Exercise 1
Reproduce the passage of the tender writing guide from "Tender writing takes" to "to work faster.", word for word.
Exercise 2
In the tender writing guide, what time estimate is given for Stage 1, reading and understanding the requirements?

Selected extract
········

How Long Does It Actually Take to Write a Tender Response?

Tender writing takes longer than most people expect. Here's a realistic breakdown of the hours involved and practical ways to reduce them.

How Long Does It Actually Take to Write a Tender Response?

Ask someone who's never written a tender how long it takes, and they'll guess a few hours. Maybe a day.

Ask someone who writes tenders regularly, and you'll get a different answer: somewhere between 20 and 80 hours, depending on the complexity.

That's not a typo. A mid-sized tender response can easily eat 40+ hours of work. And that's if you've done it before.

Understanding where the time goes is the first step to reducing it. This guide breaks down the tender writing process, stage by stage, with realistic time estimates and practical ways to work faster.

Stage 1: Reading and Understanding the Requirements (2-6 hours)

Before you write anything, you need to understand what you're responding to. That means reading:

  • The Invitation to Tender (ITT)
  • The specification or statement of requirements
  • The terms and conditions
  • The evaluation criteria and scoring methodology
  • Any supporting documents (policies, standards, templates)

For a simple tender, this might be 20-30 pages. For a complex framework, it could be 200+.

········

Provided data

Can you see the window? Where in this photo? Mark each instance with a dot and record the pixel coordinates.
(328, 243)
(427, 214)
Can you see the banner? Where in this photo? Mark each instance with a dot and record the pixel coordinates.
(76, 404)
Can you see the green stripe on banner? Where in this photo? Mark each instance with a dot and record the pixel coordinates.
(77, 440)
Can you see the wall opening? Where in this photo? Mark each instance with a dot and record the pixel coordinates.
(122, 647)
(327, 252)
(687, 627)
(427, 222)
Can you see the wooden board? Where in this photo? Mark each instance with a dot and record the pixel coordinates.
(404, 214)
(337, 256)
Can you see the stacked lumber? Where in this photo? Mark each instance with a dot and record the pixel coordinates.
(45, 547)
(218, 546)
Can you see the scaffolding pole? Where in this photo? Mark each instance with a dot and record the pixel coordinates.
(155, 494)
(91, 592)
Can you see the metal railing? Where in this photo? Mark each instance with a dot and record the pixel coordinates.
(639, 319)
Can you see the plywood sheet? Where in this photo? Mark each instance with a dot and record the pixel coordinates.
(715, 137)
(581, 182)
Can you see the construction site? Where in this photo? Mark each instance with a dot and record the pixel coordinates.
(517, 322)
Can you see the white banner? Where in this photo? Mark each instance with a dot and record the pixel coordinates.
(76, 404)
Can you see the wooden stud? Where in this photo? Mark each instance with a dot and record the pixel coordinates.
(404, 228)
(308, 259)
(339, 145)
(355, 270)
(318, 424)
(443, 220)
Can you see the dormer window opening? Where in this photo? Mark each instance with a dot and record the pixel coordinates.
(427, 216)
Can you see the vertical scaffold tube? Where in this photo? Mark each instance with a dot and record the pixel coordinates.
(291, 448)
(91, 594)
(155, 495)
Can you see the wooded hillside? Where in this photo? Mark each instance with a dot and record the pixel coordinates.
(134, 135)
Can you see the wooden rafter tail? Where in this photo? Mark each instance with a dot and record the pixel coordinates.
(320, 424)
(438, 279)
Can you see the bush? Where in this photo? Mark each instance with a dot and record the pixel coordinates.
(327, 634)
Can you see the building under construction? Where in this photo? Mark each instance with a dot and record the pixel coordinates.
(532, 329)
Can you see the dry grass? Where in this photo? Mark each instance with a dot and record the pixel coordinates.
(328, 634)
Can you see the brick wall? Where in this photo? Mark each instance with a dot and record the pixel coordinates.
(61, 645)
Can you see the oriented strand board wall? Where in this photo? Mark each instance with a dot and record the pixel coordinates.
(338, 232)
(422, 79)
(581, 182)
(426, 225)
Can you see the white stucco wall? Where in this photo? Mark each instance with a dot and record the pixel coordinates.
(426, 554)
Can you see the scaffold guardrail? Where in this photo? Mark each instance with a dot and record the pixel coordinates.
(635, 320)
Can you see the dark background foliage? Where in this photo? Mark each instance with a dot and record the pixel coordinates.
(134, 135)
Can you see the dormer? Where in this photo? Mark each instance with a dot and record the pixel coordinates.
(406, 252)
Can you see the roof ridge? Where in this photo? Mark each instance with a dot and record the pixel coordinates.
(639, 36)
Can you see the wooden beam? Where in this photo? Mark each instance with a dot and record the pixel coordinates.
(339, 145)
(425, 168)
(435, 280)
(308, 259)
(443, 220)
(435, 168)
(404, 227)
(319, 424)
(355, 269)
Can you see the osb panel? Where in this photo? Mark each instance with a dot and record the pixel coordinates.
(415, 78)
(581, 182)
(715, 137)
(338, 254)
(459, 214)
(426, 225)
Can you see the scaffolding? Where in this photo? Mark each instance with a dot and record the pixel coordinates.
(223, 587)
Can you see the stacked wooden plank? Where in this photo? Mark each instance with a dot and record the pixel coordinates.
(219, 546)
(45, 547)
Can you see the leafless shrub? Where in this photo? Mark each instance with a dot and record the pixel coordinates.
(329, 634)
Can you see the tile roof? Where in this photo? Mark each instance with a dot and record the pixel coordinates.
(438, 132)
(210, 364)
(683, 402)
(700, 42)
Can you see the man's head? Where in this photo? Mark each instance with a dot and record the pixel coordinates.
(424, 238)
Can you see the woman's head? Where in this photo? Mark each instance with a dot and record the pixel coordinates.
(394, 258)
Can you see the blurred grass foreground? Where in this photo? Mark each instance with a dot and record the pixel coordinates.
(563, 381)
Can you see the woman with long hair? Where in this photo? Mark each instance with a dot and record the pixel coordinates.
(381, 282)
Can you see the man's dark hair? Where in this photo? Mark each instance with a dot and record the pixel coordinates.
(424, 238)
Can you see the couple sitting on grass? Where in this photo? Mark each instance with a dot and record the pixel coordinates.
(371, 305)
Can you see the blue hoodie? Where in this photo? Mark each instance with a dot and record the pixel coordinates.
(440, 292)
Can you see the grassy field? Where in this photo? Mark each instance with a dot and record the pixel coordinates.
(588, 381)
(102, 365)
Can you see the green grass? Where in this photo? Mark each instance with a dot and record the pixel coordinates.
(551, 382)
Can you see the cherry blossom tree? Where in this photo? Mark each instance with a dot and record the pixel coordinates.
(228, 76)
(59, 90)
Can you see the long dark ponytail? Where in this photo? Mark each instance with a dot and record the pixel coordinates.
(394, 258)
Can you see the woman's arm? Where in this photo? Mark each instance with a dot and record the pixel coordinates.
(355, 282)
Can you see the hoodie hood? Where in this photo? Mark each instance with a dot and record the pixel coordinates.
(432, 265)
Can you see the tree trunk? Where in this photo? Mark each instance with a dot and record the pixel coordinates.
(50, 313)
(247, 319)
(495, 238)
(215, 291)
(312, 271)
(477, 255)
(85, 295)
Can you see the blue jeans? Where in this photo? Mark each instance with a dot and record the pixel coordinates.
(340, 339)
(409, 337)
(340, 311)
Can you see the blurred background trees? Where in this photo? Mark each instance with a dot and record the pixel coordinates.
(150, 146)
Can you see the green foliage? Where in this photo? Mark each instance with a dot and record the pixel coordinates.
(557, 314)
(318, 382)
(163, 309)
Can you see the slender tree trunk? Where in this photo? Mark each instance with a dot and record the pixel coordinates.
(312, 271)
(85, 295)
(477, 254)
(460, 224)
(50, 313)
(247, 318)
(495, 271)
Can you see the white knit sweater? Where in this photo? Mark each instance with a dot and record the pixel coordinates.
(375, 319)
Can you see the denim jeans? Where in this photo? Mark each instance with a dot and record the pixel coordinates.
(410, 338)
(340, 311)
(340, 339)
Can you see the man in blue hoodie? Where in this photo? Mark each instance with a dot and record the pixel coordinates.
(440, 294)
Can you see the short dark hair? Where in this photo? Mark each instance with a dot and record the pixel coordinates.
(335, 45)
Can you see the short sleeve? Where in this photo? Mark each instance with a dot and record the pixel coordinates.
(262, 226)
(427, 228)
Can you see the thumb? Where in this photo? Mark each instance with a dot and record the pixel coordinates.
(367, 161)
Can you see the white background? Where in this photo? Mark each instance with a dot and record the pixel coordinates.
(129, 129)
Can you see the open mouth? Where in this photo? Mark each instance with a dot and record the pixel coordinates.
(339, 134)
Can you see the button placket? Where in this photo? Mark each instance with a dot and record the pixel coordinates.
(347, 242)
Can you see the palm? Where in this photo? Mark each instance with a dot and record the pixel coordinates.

········

Full answer 1
Tender writing takes longer than most people expect. Here's a realistic breakdown of the hours involved and practical ways to reduce them.

How Long Does It Actually Take to Write a Tender Response?

Ask someone who's never written a tender how long it takes, and they'll guess a few hours. Maybe a day.

Ask someone who writes tenders regularly, and you'll get a different answer: somewhere between 20 and 80 hours, depending on the complexity.

That's not a typo. A mid-sized tender response can easily eat 40+ hours of work. And that's if you've done it before.

Understanding where the time goes is the first step to reducing it. This guide breaks down the tender writing process, stage by stage, with realistic time estimates and practical ways to work faster.

Full answer 2
2-6 hours.